TEXT PROVIDED
__________________________________________________

THOUSAND OAKS, Calif. (AP) — Sean McVay’s offseason decision to ditch Wade Phillips in favor of a 37-year-old career assistant who had never been an NFL defensive coordinator seemed quite capable of burning the Los Angeles Rams with hubris.
Instead, Brandon Staley has made an already good defense great through the first half of the season, keeping the Rams (5-3) in NFC West contention despite inconsistency from McVay's offense all year long.
“They’ve definitely played at a really high level,” McVay said of his defense. “I think we’re really getting very comfortable with some of the nuances and the newer things that we’re doing. You’re really starting to see some of our players shine, and they’ve done an excellent job. I’ve been very pleased with them.”
McVay had ample reason to be thrilled with the growth of Staley's defense as the Rams headed into their bye week with much bigger challenges ahead.
Four years after he was working at Division III John Carroll University, Staley is running the stingiest defense in the NFL judged by yards. While it hasn't been perfect, particularly in two of the Rams' losses, it's tough to imagine a rookie coordinator getting more out of an ostensibly depleted talent group built around superstars Aaron Donald and Jalen Ramsey.
The Rams are allowing a league-low 291.9 yards per game and 4.7 yards per play, while only one team has allowed opponents to convert fewer third downs (33.3%). Los Angeles is tied for third in the league with 19 points allowed per game, just a fraction behind the league leaders.
Los Angeles has allowed the fourth-fewest yards rushing (94.8) and the second-fewest yards passing (197.1). Opponents have gained an NFL-low 5.2 net yards per pass attempt, a stat boosted by the Rams’ 25 sacks, fourth in the league.
The Rams went into their break last weekend by holding Miami to 145 yards and 10 offensive points, thoroughly shutting down the Dolphins in Tua Tagovailoa's heralded debut game. The performance was just the latest in a trend for the Rams, who have held five consecutive opponents without an offensive touchdown in the second half while clamping down all over the field.
There are several reasons for the defense's success, but the biggest appear to be flexibility, smarts, and Staley's ability to make good halftime adjustments.
“I think we’ve executed at a high level coming out in the second half,” Staley said. “I think that we’ve got a group of players that is very confident in one another. They know that it’s a long game.”

__________________________________________________

EXTRACTED DATA
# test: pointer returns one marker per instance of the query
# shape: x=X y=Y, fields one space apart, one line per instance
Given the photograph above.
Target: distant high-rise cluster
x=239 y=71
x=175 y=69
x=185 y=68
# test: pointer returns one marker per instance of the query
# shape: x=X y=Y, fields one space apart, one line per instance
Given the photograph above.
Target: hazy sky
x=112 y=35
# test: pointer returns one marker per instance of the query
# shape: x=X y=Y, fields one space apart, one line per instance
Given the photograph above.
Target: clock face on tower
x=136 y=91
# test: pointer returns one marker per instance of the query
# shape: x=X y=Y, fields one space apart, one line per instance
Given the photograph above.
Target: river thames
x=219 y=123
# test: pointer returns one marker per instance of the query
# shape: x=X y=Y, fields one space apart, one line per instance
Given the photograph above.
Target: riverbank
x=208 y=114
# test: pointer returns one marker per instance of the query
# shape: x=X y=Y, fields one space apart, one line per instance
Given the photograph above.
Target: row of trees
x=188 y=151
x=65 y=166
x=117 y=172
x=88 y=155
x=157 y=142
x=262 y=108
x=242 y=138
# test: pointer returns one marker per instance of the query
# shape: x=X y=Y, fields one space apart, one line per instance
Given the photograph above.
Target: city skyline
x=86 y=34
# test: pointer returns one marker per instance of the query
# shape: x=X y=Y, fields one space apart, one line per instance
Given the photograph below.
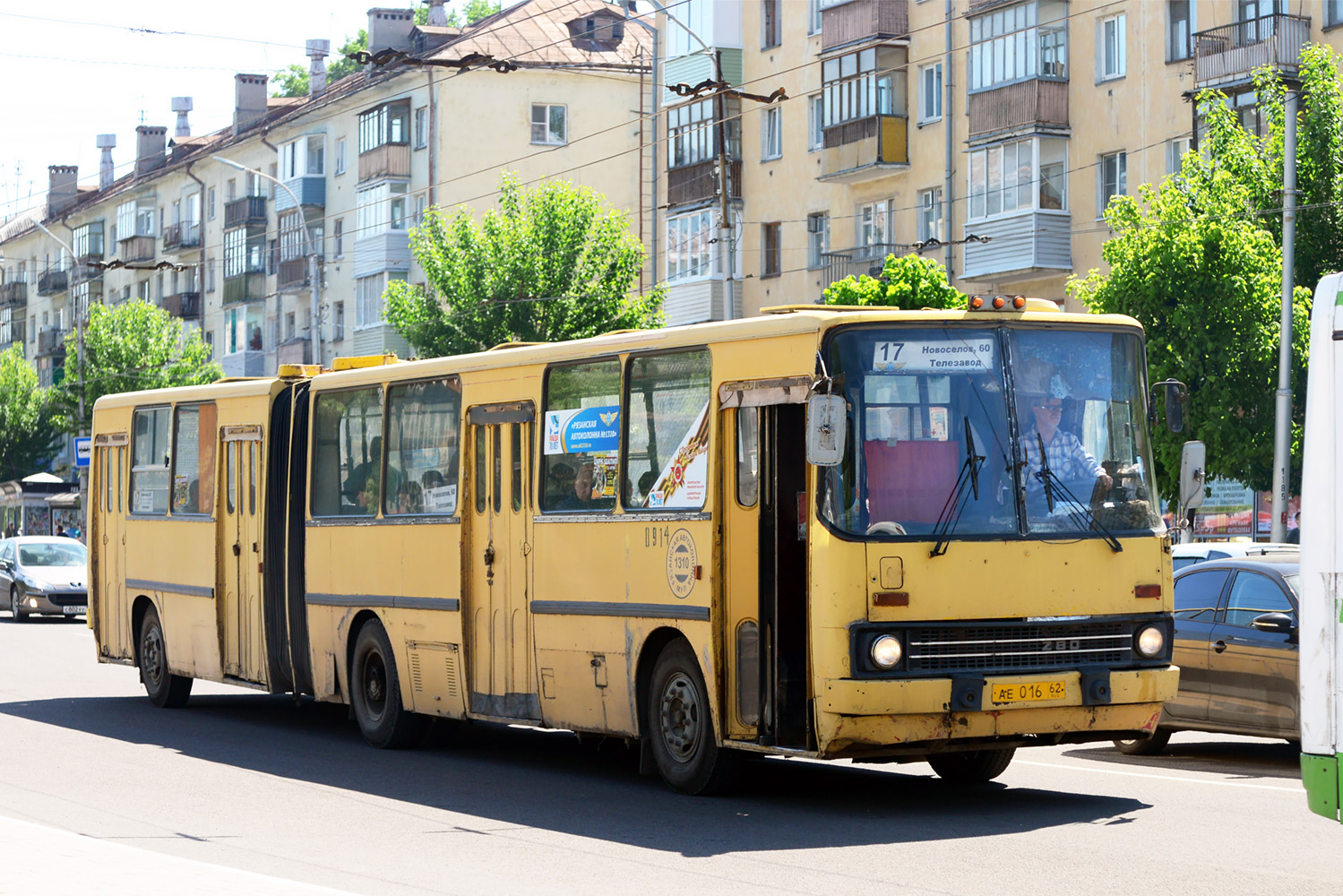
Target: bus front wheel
x=166 y=689
x=971 y=766
x=680 y=726
x=376 y=692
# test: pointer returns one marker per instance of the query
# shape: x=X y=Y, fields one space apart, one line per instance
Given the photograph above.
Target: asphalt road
x=242 y=791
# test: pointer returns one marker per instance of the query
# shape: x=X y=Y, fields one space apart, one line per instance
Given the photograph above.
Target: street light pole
x=316 y=330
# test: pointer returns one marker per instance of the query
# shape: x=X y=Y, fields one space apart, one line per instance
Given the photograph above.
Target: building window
x=1178 y=30
x=422 y=128
x=1114 y=177
x=930 y=215
x=1026 y=40
x=772 y=30
x=771 y=134
x=1003 y=177
x=688 y=246
x=930 y=93
x=818 y=238
x=549 y=125
x=1112 y=53
x=815 y=115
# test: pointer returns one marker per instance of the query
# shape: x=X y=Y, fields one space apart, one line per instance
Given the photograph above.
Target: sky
x=80 y=69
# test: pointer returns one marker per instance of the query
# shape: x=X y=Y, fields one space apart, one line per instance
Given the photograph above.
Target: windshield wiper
x=955 y=504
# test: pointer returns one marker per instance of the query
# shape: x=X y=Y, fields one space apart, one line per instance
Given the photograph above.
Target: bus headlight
x=887 y=651
x=1149 y=642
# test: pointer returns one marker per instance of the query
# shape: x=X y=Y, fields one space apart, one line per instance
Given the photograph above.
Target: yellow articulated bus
x=825 y=532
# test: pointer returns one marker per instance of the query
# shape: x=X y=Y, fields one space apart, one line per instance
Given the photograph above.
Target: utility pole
x=1283 y=429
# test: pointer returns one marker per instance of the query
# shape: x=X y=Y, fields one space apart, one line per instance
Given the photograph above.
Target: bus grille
x=1020 y=648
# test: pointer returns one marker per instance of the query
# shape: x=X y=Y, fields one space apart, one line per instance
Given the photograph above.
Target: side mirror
x=1192 y=463
x=1273 y=622
x=828 y=426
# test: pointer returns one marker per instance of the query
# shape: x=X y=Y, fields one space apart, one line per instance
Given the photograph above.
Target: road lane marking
x=1138 y=774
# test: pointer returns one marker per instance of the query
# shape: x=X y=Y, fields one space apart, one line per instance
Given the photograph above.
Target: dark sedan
x=1237 y=651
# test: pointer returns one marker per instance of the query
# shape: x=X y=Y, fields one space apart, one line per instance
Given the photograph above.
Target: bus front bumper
x=885 y=718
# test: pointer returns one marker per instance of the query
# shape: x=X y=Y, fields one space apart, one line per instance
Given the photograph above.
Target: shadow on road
x=551 y=780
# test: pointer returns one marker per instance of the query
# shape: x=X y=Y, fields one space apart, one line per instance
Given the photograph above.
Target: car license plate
x=1029 y=691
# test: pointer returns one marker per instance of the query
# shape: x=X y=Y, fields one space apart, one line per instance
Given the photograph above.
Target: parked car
x=45 y=575
x=1186 y=555
x=1237 y=651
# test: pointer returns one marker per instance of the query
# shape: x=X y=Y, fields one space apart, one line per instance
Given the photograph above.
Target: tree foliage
x=129 y=347
x=908 y=282
x=552 y=263
x=29 y=435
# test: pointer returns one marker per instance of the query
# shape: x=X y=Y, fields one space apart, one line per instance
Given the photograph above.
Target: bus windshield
x=947 y=427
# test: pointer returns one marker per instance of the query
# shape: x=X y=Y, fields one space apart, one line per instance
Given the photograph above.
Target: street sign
x=83 y=450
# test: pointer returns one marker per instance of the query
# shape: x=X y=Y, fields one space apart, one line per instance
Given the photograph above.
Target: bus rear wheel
x=166 y=689
x=680 y=726
x=971 y=766
x=376 y=692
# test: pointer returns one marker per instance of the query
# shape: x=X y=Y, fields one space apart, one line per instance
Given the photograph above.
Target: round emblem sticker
x=681 y=563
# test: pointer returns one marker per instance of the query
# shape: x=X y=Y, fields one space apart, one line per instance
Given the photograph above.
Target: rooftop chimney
x=390 y=30
x=64 y=187
x=317 y=51
x=151 y=148
x=107 y=171
x=182 y=105
x=249 y=101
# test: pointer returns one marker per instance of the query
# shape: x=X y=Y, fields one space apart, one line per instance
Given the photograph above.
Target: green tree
x=29 y=435
x=129 y=347
x=908 y=281
x=552 y=263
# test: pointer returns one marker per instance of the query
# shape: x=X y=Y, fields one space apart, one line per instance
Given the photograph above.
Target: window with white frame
x=930 y=93
x=818 y=238
x=771 y=134
x=930 y=215
x=689 y=250
x=1114 y=177
x=1018 y=175
x=1014 y=43
x=549 y=124
x=1112 y=51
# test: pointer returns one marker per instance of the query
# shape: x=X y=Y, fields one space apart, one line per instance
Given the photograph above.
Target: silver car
x=45 y=575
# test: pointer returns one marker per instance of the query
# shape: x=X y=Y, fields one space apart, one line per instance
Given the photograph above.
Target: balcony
x=1028 y=104
x=13 y=295
x=249 y=210
x=700 y=182
x=865 y=150
x=858 y=261
x=137 y=249
x=185 y=306
x=1022 y=246
x=388 y=160
x=1230 y=53
x=182 y=236
x=53 y=281
x=861 y=21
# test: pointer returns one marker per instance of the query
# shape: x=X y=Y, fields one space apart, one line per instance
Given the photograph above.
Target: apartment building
x=295 y=271
x=946 y=120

__________________________________________________

REQUIRED TASKS
(1) From the article on the Rams defense, copy the passage from "The Rams are" to "over the field.".
(2) In the article on the Rams defense, where was Brandon Staley working four years earlier?
(3) Which people are named in the article on the Rams defense?

ANSWERS BY ITEM
(1)
The Rams are allowing a league-low 291.9 yards per game and 4.7 yards per play, while only one team has allowed opponents to convert fewer third downs (33.3%). Los Angeles is tied for third in the league with 19 points allowed per game, just a fraction behind the league leaders.
Los Angeles has allowed the fourth-fewest yards rushing (94.8) and the second-fewest yards passing (197.1). Opponents have gained an NFL-low 5.2 net yards per pass attempt, a stat boosted by the Rams’ 25 sacks, fourth in the league.
The Rams went into their break last weekend by holding Miami to 145 yards and 10 offensive points, thoroughly shutting down the Dolphins in Tua Tagovailoa's heralded debut game. The performance was just the latest in a trend for the Rams, who have held five consecutive opponents without an offensive touchdown in the second half while clamping down all over the field.

(2) At Division III John Carroll University.

(3) Sean McVay, Wade Phillips, Brandon Staley, Aaron Donald, Jalen Ramsey, Tua Tagovailoa